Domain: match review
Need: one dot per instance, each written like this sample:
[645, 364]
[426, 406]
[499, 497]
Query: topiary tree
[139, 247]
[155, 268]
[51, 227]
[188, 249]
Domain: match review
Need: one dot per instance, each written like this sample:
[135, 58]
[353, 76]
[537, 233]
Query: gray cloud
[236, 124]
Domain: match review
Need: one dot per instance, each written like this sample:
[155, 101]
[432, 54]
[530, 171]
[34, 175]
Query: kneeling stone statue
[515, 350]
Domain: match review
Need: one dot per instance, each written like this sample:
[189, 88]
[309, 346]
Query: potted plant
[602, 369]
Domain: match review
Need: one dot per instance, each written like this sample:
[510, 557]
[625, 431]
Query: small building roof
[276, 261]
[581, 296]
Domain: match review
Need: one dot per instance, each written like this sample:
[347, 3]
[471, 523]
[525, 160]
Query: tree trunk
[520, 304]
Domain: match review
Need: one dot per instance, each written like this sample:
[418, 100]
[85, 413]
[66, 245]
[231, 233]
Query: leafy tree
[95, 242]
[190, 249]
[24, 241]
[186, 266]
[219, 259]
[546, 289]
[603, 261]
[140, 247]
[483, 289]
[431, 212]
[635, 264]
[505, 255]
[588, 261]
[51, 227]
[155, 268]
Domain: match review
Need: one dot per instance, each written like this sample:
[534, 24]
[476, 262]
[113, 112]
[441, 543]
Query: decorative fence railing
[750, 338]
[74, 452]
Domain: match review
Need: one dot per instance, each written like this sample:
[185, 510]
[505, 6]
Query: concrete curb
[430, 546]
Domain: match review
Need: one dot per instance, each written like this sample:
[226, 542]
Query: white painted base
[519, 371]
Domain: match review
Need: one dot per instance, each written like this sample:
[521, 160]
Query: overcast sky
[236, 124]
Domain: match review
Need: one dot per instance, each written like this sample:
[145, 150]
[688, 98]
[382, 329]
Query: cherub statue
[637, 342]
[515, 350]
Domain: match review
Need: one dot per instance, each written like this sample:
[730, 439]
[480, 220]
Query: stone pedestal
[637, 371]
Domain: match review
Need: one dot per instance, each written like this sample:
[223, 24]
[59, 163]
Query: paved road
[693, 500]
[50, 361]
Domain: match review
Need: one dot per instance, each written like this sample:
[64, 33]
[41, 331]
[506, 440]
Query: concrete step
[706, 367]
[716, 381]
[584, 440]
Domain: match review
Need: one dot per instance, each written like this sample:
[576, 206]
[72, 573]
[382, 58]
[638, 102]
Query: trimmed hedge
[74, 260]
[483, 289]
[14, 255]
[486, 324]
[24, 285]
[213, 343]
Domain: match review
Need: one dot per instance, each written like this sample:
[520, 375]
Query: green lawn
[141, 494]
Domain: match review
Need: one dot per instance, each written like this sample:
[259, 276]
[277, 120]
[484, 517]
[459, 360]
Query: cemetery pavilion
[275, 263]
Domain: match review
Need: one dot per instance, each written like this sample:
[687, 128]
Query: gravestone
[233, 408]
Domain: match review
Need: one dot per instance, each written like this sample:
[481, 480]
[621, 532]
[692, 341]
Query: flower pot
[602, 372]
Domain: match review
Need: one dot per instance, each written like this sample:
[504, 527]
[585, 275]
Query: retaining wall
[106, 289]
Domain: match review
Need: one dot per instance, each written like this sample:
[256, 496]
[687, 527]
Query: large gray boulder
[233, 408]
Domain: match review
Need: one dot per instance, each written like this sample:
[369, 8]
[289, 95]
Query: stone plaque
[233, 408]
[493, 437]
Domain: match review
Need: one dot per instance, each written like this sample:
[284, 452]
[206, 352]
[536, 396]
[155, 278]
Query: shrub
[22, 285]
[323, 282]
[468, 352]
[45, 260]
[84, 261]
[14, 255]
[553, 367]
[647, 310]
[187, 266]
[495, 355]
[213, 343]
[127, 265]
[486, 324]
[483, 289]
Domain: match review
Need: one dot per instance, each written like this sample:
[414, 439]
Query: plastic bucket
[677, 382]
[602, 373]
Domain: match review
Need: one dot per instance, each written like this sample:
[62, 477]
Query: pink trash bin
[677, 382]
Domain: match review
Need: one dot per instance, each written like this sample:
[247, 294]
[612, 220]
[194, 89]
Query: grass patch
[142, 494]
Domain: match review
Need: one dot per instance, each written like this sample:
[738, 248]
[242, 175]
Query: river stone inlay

## TASK PROMPT:
In full and without change, transcribe every line of the records above.

## RESULT FOR THIS TASK:
Domain: match review
Need: one dot per instance, each written like this sample:
[645, 364]
[426, 406]
[499, 497]
Query: topiary tree
[139, 247]
[155, 268]
[51, 227]
[188, 249]
Domain: match review
Need: one dot per instance, each written like this sample:
[135, 58]
[353, 76]
[537, 233]
Query: gray cloud
[236, 124]
Domain: match review
Need: one dot per instance, each written like this sample:
[155, 101]
[432, 54]
[530, 171]
[34, 175]
Query: kneeling stone statue
[515, 350]
Domain: match review
Need: one dot per instance, each written like this sample:
[189, 88]
[309, 346]
Query: potted plant
[602, 369]
Domain: match review
Need: one dot per instance, each written like this sample:
[510, 557]
[625, 431]
Query: small building roof
[276, 261]
[581, 296]
Domain: match review
Need: one dot per instance, each written like this sample:
[347, 3]
[471, 523]
[525, 160]
Query: tree trunk
[520, 304]
Domain: match review
Need: one dot per instance, each written like this sample:
[418, 100]
[85, 413]
[66, 245]
[231, 233]
Query: leafy tree
[95, 242]
[190, 249]
[24, 241]
[186, 266]
[219, 259]
[546, 289]
[603, 261]
[140, 247]
[483, 289]
[431, 212]
[635, 264]
[505, 255]
[588, 261]
[51, 227]
[155, 268]
Domain: match review
Need: one dot per instance, each written like this sample:
[534, 24]
[476, 262]
[113, 112]
[441, 543]
Query: decorative fence railing
[750, 338]
[74, 452]
Domain: match review
Need: one dot per instance, each written like this sample:
[185, 510]
[505, 6]
Query: concrete curb
[430, 546]
Domain: match review
Need: one dot per instance, each written like this sample:
[226, 542]
Query: white painted base
[519, 371]
Domain: match review
Need: one dot per instance, each written like this sample:
[521, 160]
Query: overcast sky
[236, 124]
Domain: match review
Need: one dot per instance, each written like this sample:
[145, 150]
[688, 98]
[382, 329]
Query: cherub statue
[637, 342]
[515, 350]
Domain: match review
Need: one dot per instance, each written like this sample:
[730, 439]
[480, 220]
Query: stone pedestal
[637, 371]
Domain: match review
Need: one dot per instance, each written like this sample:
[223, 24]
[59, 163]
Query: paved road
[693, 500]
[50, 361]
Domain: match review
Need: one dot per instance, each written like this sample:
[64, 33]
[41, 331]
[506, 440]
Query: concrete step
[706, 367]
[716, 381]
[584, 440]
Domain: match review
Need: one dot per instance, each written like this sample:
[576, 206]
[72, 573]
[382, 58]
[638, 102]
Query: trimmed hedge
[74, 260]
[483, 289]
[14, 255]
[486, 324]
[24, 285]
[213, 343]
Domain: match review
Need: one dot per instance, each written like this sample:
[520, 375]
Query: green lawn
[141, 494]
Domain: match review
Need: one dot per instance, each written like this sample:
[259, 276]
[277, 120]
[484, 517]
[459, 360]
Query: cemetery pavilion
[275, 263]
Domain: match review
Need: one dot per instance, each written like this sample:
[687, 128]
Query: gravestone
[233, 408]
Domain: match review
Need: one dot per instance, each written like this sample:
[481, 480]
[621, 532]
[692, 341]
Query: flower pot
[602, 372]
Domain: match review
Need: one dot per instance, each written like this sample:
[504, 527]
[585, 275]
Query: retaining wall
[106, 289]
Domain: match review
Need: one dot per instance, each written like this sample:
[256, 496]
[687, 527]
Query: large gray boulder
[233, 408]
Domain: match review
Need: one dot per instance, each written like this sample:
[369, 8]
[289, 95]
Query: stone plaque
[233, 408]
[493, 437]
Domain: match review
Need: one dot per instance, each written like this sample:
[284, 452]
[206, 352]
[536, 396]
[155, 278]
Query: shrub
[22, 285]
[323, 282]
[468, 352]
[45, 260]
[84, 261]
[14, 255]
[553, 367]
[647, 310]
[187, 266]
[495, 355]
[213, 343]
[127, 265]
[486, 324]
[483, 289]
Domain: match review
Need: one dot per instance, each written like this sample:
[414, 439]
Query: plastic bucket
[677, 382]
[602, 373]
Domain: match review
Need: one dot per instance, each written like this sample:
[62, 477]
Query: pink trash bin
[677, 382]
Domain: match review
Need: one dot per instance, each written like this sample:
[247, 294]
[612, 220]
[194, 89]
Query: grass patch
[142, 494]
Domain: match review
Need: one dot per instance, each written like this sample:
[738, 248]
[242, 175]
Query: river stone inlay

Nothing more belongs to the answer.